**Activity:**
Please give again every entry exactly as it appears, setting aside the pictures.
Extracted information: Begin
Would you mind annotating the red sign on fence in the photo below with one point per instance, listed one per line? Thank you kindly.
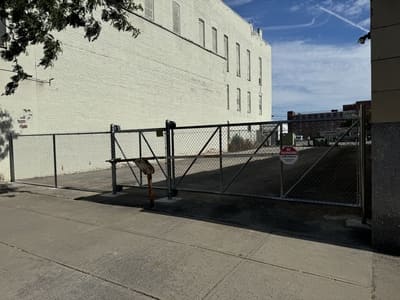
(289, 155)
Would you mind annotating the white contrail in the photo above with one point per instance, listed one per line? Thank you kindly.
(343, 19)
(283, 27)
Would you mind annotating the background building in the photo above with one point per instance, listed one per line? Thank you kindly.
(385, 30)
(324, 124)
(195, 62)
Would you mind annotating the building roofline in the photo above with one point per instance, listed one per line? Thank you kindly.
(177, 35)
(239, 16)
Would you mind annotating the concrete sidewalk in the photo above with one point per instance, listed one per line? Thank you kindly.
(55, 247)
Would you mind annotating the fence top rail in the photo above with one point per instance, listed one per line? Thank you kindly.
(192, 127)
(141, 130)
(267, 123)
(93, 132)
(65, 133)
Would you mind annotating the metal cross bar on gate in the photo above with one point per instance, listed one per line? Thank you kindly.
(126, 159)
(154, 155)
(320, 159)
(250, 158)
(198, 155)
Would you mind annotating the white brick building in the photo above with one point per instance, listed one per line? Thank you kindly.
(195, 62)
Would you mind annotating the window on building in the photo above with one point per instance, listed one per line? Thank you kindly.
(176, 17)
(227, 97)
(2, 32)
(149, 9)
(226, 49)
(202, 32)
(239, 100)
(248, 65)
(238, 59)
(249, 102)
(215, 39)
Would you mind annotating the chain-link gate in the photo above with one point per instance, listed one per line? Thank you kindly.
Extracted information: End
**Reply to the exercise:**
Would you mind annotating the red sign on fence in the photo below with one point per instance, listed one per line? Thank you kindly.
(289, 155)
Would you mind annotating the white contrail in the photo above with one point per instance, listed one per line? Thank you kindly.
(343, 19)
(283, 27)
Would you mind annotating the background building in the photo above with one point per instance, listed one per line? Thank you kindly.
(385, 30)
(324, 124)
(195, 62)
Would you mind annotating the building roofline in the photo above with one point per instance, listed one per line? Thank you kindly.
(177, 35)
(239, 16)
Would you mind annotating the concrete sidewalk in the photo above with one point per instance, listed one per line? Thank you kindly.
(55, 247)
Would you mind annotating the fence top rail in the photo above with one point per instance, listed one per line? Thank you kindly.
(192, 127)
(141, 130)
(267, 123)
(93, 132)
(65, 133)
Would you mind annotating the metal cross bar on gate in the photo above with one point per instance, listed one per line? Thank you kindly.
(126, 159)
(154, 155)
(320, 159)
(250, 158)
(198, 155)
Would you mind annotating the white brick building in the photo above with one point per instance, listed one per line? Thank you kindly.
(195, 62)
Would you mind annotating the window on building in the photo above with one point per instance, listed one per line? Thank you kindly.
(176, 17)
(227, 97)
(2, 32)
(149, 9)
(226, 49)
(202, 32)
(239, 100)
(248, 65)
(238, 59)
(249, 102)
(215, 39)
Would you mind annotating the chain-link gate in the photo above with one point per instance, listed one per line? Thank you kindly.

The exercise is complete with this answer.